Source:
The A.D. Baker Company was located about 20 miles west by southwest of Toledo at Swanton, Ohio. They built steam traction engines, grain threshers, and large gas tractors. Their last steam engines were built in 1929, but their large gas tractor business was booming. They shipped a 25-50 Baker gas tractor to Lincoln, Nebraska for testing at the University. That tractor developed 75.88 HP in the belt, and 55.72 drawbar HP or the highest of any wheel tractor up to that time.
Personal memories of Baker
My first dealings with the Baker Company were in the summer of 1917 when I took a set of 2′ boiler tubes to them to be retipped, or a new piece to be welded on one end. These tubes were from a 10 HP Nichols and Shepard steam traction engine, no. 3447 built in 1893, left hand steering and no friction clutch. I bought this engine in the previous March about 6 miles north of Fayette, Ohio, and the tubes had been rolled so many times they were so thin at the firebox end they leaked.
I cut the tubes out and put them in the back of my Model T Ford car with the back window curtain up. The Baker Company put them in their slow revolving tube rattler to remove the scale, and brighten them. They trimmed the best end and aceteleyne welded a new piece on about 4′ long. This had stood idle about 4 years, and perhaps they were the second set. When I went to get them several days later, I saw Abner Baker giving each tube a water test to see there were no leaks at the weld.
In the spring of 1919, Cramer Brothers who lived in the south part of Hudson, Michigan, my old home town, 16 miles northeast of my present home, bought a new 23-90 Baker uniflow no. 1610, and I watched them unload it from the flatcar at the Lake Shore Railroad depot dock. Previous to this, Cramer Bros. had a new 30-60 Hart-Parr tractor about 1910. Something went wrong on the flywheel side, and they drove it to Bill Abbott’s machine shop yard in Hudson. Mr. Abbott could not pull the key to get that heavy (1500 lbs.) flywheel off so had to chisel a slot in that big hub that ruined it. It had to be replaced with a new one.
About 1913 Cramer Bros. traded that Hart-Parr in on a new 30-60 type E Oil Pull. They told me that oil pull used about 5 gallons of motor oil a day. After a couple of years they installed new piston rings, but no better on oil consumption. They took the pistons out, in fact I saw them dragging the pistons on a cement floor in Abbott’s machine shop with a crow bar in the connecting rod crank pin bearing hole. They took the rings over to Advance Rumely at Battle Creek for a refund. The A-R Company said the rings showed they had been used, and no refund. That made Cramer mad so they traded the model E in on the new Baker steamer in the spring of 1919.

Tasks:
- A) According to the account of the A.D. Baker Company, where was the company located?
- B) Write the next part of the recollection about the A.D. Baker Company, picking up after its final sentence.
These items come from a separate source.

Point annotation dataset records:

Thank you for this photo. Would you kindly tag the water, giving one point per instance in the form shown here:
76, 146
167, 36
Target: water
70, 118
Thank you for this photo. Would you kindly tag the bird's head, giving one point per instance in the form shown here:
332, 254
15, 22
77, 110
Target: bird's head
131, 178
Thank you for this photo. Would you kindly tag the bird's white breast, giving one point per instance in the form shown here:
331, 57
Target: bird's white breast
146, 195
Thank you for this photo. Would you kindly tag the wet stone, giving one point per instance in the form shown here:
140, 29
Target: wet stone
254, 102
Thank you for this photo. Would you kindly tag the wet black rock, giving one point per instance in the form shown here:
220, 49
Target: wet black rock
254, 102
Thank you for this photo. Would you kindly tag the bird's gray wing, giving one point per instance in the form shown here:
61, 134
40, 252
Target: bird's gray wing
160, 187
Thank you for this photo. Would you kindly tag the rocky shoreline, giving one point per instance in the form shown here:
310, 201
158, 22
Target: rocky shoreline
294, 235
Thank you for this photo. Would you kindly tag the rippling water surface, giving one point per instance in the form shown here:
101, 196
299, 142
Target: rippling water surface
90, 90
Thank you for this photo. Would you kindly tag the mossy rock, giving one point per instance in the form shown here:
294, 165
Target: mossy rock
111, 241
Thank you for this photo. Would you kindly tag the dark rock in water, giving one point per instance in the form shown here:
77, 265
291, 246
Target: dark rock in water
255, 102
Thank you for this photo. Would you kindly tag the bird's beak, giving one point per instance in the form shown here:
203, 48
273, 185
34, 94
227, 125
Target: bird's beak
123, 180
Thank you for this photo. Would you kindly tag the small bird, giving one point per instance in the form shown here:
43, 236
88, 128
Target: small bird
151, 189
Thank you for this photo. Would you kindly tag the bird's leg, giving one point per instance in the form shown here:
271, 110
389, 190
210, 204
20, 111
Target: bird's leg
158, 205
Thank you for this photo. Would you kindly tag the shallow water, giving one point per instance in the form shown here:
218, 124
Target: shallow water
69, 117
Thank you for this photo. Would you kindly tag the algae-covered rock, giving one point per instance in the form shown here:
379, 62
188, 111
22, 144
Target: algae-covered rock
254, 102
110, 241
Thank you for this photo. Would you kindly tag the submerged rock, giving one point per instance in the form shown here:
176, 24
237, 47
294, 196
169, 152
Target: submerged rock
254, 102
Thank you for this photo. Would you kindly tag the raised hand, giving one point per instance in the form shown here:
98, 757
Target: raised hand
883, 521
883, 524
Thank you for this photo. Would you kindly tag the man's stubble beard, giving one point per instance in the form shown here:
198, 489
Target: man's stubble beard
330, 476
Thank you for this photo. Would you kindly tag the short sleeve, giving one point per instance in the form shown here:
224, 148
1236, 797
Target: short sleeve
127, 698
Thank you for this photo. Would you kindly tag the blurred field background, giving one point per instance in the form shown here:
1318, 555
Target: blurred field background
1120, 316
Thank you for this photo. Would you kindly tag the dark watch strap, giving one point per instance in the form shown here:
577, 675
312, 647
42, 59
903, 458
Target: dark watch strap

Replies:
- A) At Swanton, Ohio, about 20 miles west by southwest of Toledo.

- B)
The Baker steamers were made with large exhaust nozzles2′ pipe size which was a good idea, but sometimes in light work the engineer had to use the steam blower to keep up steam. The exhaust was so light some smoke came out around the edge of the fire door. I told them to bush it down a little to create more draft.
In February 1918, an Advance boiler blew up a few miles northwest of Swanton. It was owned by Arthur Perkins, a part time employee of the Baker Company. Abner Baker and his test house foreman, J. W. Albeck, came out and looked over the boiler, and said the double rivited lap seams showed corrosion on the inside where it failed. Mr. Perkins was injured, and laid up for a couple of weeks. I saw that engine afterward, and it was there for several years and made a good advertisement for the Baker Company.
On March 28, 1920 a devasting cyclone struck Swanton and did a lot of damage to the Baker Company buildings. One was their main office but they saved most of their records. Their last 25 HP no. 1638 was new and in a small building waiting to go to the paint shop. The cyclone demolished the shed but did not damage the engine much. I saw that engine in March 1921 before it was taken to the paint shop, and was told it was sold to a Mr. Jackson in Monroe County, Michigan. About 1928 Steve Cobb of Reading, Michigan bought that engine. He sawed hardwood lumber the year round for the Acme Folding Chair Company at Reading in southern Hillsdale County, Michigan. I visited a lot with Steve Cobb, and saw him sawing on a big job a few miles east of Alvordton, Ohio in the spring of 1931. That 25 HP no. 1638 had a butt-strap boiler but was not stamped Ohio Std. The drive wheels and gearing were scrapped many years ago, and the new owner at Wauseon, Ohio was trying to find replacements. I heard this engine was sold, and went to John Holp of Lewisburg, Ohio. The Baker Company built less than a dozen of these big engines that had a cylinder size 10′ bore by 10′ stroke. One of the Baker catalogues about that time listed a uniflow 29, but I don’t think the company ever built one as I never saw one, and I was at the Baker factory many, many times.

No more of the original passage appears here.